▶ [ABOUT THIS EXERCISE]: The records sit below. Return every line in them that holds the word "give".

▶ [ENTRIES PROVIDED]:
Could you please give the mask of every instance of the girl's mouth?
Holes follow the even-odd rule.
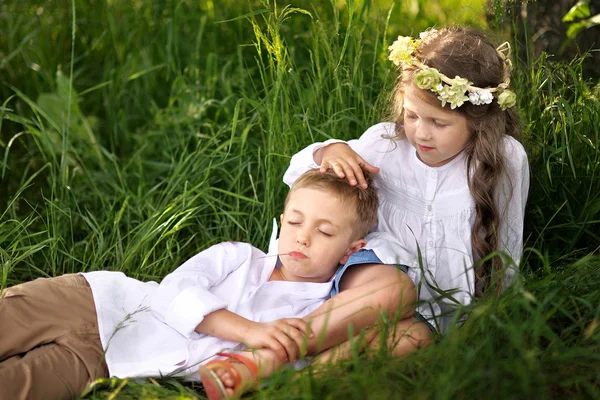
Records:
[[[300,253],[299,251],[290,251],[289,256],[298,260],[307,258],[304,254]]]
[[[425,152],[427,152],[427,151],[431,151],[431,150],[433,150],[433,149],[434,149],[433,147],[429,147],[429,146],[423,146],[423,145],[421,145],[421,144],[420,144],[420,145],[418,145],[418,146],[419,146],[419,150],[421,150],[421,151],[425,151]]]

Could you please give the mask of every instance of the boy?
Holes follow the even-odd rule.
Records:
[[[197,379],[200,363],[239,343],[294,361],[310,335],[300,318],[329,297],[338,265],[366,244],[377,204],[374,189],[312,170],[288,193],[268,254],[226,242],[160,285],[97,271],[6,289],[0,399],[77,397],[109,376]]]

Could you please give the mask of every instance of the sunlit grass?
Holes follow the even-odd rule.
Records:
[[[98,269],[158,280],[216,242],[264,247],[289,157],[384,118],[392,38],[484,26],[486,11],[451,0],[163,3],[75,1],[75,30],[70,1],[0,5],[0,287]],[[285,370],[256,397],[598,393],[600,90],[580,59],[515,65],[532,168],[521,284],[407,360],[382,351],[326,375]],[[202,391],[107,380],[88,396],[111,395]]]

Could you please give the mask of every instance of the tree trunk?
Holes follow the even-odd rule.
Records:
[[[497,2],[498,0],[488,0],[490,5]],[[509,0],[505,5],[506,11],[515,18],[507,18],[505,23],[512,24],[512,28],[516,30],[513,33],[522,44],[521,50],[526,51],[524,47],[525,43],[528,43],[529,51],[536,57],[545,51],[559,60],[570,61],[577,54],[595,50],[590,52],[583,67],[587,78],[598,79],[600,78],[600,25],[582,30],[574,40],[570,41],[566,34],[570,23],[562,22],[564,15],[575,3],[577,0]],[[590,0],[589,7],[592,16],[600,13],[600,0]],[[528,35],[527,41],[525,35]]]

▶ [EXERCISE ANSWER]:
Could you please give the mask of every instance of the girl's mouth?
Could you please give the mask of every instance of the boy?
Could you please give the mask of every instance of the sunlit grass?
Could you please give the mask of every instance of the tree trunk?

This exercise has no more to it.